- Consigne: Poursuivez, s'il vous plaît, l'extrait sur le projet d'aménagement du bâtiment de la rue Saint-Jean à partir de sa dernière phrase.

Image: courtoisie Ville de Québec.

Le rez-de-chaussée pourrait offrir plusieurs entrées, sur le parvis et sur la rue Saint-Jean. Au centre, dans la nef, un plateau polyvalent de 350 places permet de répondre aux besoins d’événements d’envergure mais également communautaires, des foires, des marchés, événements politiques, colloques ou autres. Le chœur pourrait servir de scène les soirs de spectacle ou d’espace de contemplation le reste du temps. Du côté de la rue Saint-Jean, on peut imaginer un café, un espace lounge, et du côté de la rue d’Aiguillon, des espaces de coworking. Le terrain extérieur peut être utilisé comme jardin communautaire.

Image: courtoisie Ville de Québec.

Enfin, à l’étage (auquel on pourra accéder par un ascenseur ou par les escaliers), l’orgue Casavant sera restauré et mis en valeur et de chaque côté de la nef, grâce à des structures autoportantes, on pourrait avoir d’un côté des espaces pour des organismes œuvrant en développement durable, et de l’autre des espaces d’exposition.

Image: courtoisie Ville de Québec.

Une estimation de l’achalandage et des revenus potentiels

Le marché potentiel identifié par l’étude de préfaisabilité se compose de la clientèle locale (du quartier et de l’arrondissement), de la clientèle régionale (qui réside à 40 km et moins) et du marché touristique de Québec (on sait que la région de Québec a accueilli en 2019 plus de 8 millions de touristes). Selon les calculs de l’étude, on estime un achalandage potentiel de 135 000 personnes pour le lieu et l’ensemble de ses activités. Pour donner une idée, le Musée national des Beaux-Arts du Québec a reçu 205 000 visiteurs en 2021-2022.

(Enregistrements provenant d'une source de données)
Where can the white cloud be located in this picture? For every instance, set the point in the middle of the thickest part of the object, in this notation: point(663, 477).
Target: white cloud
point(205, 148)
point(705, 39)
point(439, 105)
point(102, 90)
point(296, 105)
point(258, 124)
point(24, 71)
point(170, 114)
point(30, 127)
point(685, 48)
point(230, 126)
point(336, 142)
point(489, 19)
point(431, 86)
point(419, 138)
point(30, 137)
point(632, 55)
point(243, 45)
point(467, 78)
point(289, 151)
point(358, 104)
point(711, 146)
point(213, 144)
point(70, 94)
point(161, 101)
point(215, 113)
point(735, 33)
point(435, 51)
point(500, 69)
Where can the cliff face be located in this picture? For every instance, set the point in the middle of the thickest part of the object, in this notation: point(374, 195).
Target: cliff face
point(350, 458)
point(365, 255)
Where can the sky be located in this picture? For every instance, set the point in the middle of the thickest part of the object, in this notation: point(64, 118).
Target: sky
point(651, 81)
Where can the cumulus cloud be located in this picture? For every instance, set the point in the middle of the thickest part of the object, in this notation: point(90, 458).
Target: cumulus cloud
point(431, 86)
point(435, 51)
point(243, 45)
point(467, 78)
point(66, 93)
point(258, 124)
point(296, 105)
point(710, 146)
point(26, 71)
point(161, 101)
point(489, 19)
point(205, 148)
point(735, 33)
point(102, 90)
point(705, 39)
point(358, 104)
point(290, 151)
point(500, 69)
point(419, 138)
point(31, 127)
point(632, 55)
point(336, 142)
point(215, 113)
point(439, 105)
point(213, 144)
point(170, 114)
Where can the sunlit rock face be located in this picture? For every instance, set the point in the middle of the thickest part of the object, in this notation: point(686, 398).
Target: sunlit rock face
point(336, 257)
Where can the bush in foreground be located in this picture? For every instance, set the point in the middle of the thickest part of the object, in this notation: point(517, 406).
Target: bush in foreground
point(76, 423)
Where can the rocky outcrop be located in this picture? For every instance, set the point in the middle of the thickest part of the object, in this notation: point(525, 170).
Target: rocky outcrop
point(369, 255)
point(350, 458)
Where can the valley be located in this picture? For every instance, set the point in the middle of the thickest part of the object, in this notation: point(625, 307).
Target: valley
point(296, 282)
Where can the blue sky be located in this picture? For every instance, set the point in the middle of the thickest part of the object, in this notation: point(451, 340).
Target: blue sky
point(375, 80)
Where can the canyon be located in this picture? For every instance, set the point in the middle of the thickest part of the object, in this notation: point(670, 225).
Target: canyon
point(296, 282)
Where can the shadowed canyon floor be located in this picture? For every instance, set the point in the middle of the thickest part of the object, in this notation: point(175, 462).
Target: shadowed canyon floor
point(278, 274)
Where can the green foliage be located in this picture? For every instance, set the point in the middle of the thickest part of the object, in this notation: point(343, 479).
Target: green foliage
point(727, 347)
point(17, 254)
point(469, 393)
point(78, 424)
==
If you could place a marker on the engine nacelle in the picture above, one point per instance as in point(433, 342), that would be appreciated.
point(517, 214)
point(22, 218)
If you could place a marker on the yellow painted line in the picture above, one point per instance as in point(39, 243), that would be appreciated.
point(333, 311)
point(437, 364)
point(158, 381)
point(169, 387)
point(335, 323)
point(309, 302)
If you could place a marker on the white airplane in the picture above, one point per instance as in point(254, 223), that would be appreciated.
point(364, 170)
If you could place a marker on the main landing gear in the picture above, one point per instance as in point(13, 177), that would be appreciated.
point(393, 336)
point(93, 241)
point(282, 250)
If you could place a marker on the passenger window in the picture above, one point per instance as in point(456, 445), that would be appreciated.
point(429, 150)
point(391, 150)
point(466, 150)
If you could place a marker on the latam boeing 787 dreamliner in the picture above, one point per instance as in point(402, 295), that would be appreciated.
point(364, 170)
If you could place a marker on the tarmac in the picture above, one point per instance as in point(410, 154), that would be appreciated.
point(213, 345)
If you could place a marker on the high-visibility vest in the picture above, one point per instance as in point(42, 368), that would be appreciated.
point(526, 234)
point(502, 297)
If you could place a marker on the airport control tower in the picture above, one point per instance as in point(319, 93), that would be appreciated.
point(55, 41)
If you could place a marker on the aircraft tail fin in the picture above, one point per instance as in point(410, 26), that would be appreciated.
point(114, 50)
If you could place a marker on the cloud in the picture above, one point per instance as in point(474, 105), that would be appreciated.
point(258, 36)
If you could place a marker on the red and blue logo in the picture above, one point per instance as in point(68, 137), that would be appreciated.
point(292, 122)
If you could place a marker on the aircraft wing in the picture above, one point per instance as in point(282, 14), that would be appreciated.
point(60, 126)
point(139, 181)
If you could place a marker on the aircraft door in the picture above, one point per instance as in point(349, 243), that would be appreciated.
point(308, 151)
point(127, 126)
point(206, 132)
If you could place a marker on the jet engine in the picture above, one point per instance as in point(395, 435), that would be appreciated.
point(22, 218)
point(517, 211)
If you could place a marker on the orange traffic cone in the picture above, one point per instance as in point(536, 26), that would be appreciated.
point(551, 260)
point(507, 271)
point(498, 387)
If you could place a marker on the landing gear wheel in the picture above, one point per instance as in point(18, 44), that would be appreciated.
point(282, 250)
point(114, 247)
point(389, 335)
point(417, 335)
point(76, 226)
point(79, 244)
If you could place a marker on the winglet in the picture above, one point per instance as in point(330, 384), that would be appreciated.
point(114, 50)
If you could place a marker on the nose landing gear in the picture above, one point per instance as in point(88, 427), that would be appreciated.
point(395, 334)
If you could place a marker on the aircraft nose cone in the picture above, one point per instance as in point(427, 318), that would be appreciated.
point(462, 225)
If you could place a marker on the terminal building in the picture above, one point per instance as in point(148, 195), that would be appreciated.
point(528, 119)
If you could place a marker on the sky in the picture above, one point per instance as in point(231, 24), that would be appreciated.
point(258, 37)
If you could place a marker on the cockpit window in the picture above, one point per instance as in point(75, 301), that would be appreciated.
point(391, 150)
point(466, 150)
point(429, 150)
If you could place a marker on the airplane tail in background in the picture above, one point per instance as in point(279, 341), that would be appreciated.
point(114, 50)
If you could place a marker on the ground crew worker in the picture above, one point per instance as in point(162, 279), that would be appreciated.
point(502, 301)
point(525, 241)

- Résultat de l'exercice:
Le modèle d’affaires proposé implique que la Ville joue un rôle clé et acquière le bâtiment (que la Fabrique est prête à céder pour 1$ symbolique), le sauvegarde, confie sa gestion et son opération à une organisation habilitée. De son côté, l’Institut canadien de Québec doit évaluer le projet avec sa mission et sa vision, jauger le risque d’affaires, assumer la gestion et la programmation, déployer les ressources et les partenariats nécessaires.

On estime les revenus potentiels entre 661 000$ (estimation conservatrice) et 882 000$ (estimation réaliste). À cela, il faut ajouter les coûts d’entretien, qui devront être chiffrés dans l’étude de faisabilité et le plan d’affaires. Mélissa Coulombe-Leduc, conseillère du District, a par ailleurs précisé que des subventions, que ce soit au niveau du fédéral ou du Ministère de la Culture et des Communications. D’autres enveloppes, notamment pour des bâtiments verts et inclusifs, sont également envisagées et permettraient de rendre le bâtiment moins énergivore.

A quoi s’attendre dans les prochains mois?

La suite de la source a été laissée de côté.